_DATA TO USE_.
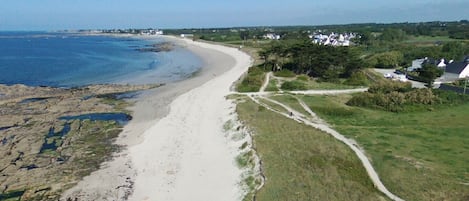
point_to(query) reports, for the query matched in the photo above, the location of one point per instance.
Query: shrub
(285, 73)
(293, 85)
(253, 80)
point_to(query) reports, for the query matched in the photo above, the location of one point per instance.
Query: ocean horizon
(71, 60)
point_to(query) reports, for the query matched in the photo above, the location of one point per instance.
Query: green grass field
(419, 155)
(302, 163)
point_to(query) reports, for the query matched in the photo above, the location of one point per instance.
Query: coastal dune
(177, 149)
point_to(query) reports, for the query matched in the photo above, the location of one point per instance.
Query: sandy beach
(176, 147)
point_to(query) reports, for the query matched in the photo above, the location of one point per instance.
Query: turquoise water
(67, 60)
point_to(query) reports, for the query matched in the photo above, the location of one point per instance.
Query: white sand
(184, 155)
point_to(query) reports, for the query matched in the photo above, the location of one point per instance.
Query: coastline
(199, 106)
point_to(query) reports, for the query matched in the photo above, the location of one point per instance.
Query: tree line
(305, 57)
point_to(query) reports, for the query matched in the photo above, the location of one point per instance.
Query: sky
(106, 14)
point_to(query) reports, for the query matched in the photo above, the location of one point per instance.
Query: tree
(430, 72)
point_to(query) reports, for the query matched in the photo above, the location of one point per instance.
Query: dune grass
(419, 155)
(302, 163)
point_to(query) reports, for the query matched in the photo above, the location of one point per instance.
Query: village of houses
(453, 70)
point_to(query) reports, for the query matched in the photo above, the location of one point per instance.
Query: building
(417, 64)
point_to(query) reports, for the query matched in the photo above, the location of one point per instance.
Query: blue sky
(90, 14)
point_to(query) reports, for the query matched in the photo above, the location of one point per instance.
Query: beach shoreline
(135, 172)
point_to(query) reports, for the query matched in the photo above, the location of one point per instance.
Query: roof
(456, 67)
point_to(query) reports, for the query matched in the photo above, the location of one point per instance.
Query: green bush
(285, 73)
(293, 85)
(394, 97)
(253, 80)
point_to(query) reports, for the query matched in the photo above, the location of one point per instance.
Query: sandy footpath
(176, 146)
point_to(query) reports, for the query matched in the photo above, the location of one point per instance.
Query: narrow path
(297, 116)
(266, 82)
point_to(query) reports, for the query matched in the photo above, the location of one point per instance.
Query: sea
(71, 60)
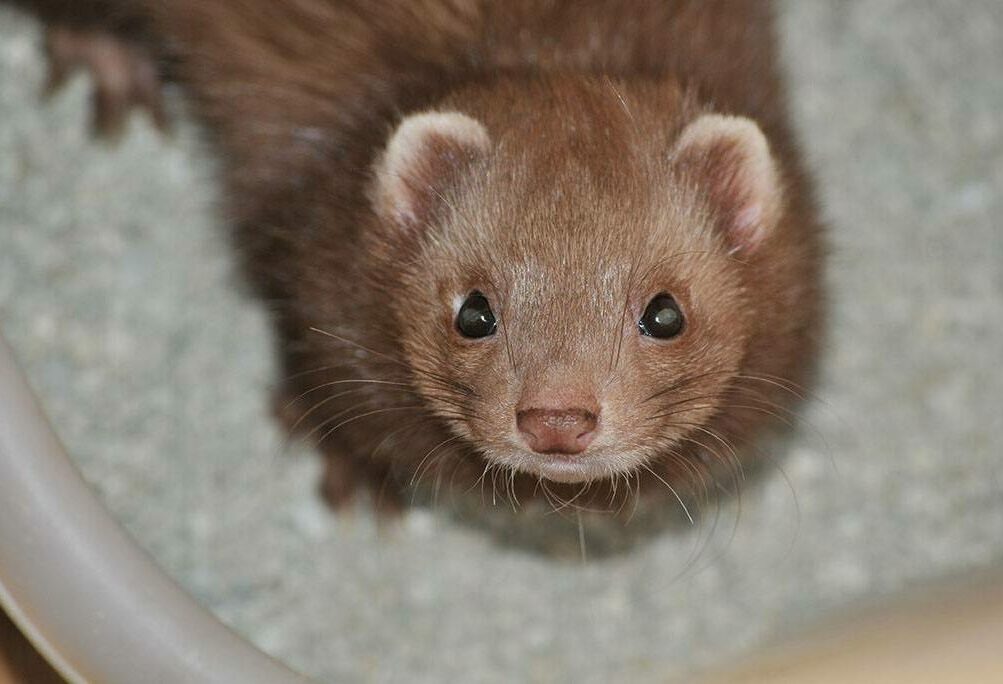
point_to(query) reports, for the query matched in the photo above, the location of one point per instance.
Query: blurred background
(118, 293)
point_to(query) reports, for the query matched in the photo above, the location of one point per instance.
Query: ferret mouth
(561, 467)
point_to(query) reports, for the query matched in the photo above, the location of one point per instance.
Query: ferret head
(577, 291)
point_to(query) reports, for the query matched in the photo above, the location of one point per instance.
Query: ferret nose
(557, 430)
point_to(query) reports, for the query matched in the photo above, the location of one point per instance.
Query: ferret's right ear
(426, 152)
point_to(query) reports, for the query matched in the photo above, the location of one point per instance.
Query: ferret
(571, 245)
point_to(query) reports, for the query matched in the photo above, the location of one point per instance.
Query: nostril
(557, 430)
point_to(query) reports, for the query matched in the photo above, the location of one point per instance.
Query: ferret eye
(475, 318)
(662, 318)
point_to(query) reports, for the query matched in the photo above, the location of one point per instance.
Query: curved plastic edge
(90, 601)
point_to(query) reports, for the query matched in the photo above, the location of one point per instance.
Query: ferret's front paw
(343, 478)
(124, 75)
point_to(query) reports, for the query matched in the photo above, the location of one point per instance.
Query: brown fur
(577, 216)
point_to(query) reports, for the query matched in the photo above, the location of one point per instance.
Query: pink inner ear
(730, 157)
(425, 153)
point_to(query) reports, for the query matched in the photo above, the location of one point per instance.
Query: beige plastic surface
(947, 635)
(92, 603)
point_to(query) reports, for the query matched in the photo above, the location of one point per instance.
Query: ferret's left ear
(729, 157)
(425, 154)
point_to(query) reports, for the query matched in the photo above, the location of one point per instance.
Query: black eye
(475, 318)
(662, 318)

_TASK_. Write out exactly those lines of the records above that lie from the one with "Query: ferret's front paw" through the last line, including both.

_THE ANSWER_.
Query: ferret's front paw
(343, 478)
(124, 75)
point_to(query) reports, for the query matched in the photo above, the location of one point per instance.
Query: brown fur
(577, 216)
point_to(query) reports, for the query matched in the photo above, the location of one point per instance.
Query: pink inner ear
(730, 157)
(425, 153)
point_to(query) reports, for the query matched in the photo above, the location of one point per instance.
Query: beige plastic surface
(947, 635)
(92, 603)
point_to(query) reports, for the query matched in the photo above, the location of one point per instance.
Query: ferret's left ear
(729, 157)
(425, 154)
point_to(query) reports, for the query matched in the photo above, the location of one point per instance.
Query: black eye
(475, 318)
(662, 318)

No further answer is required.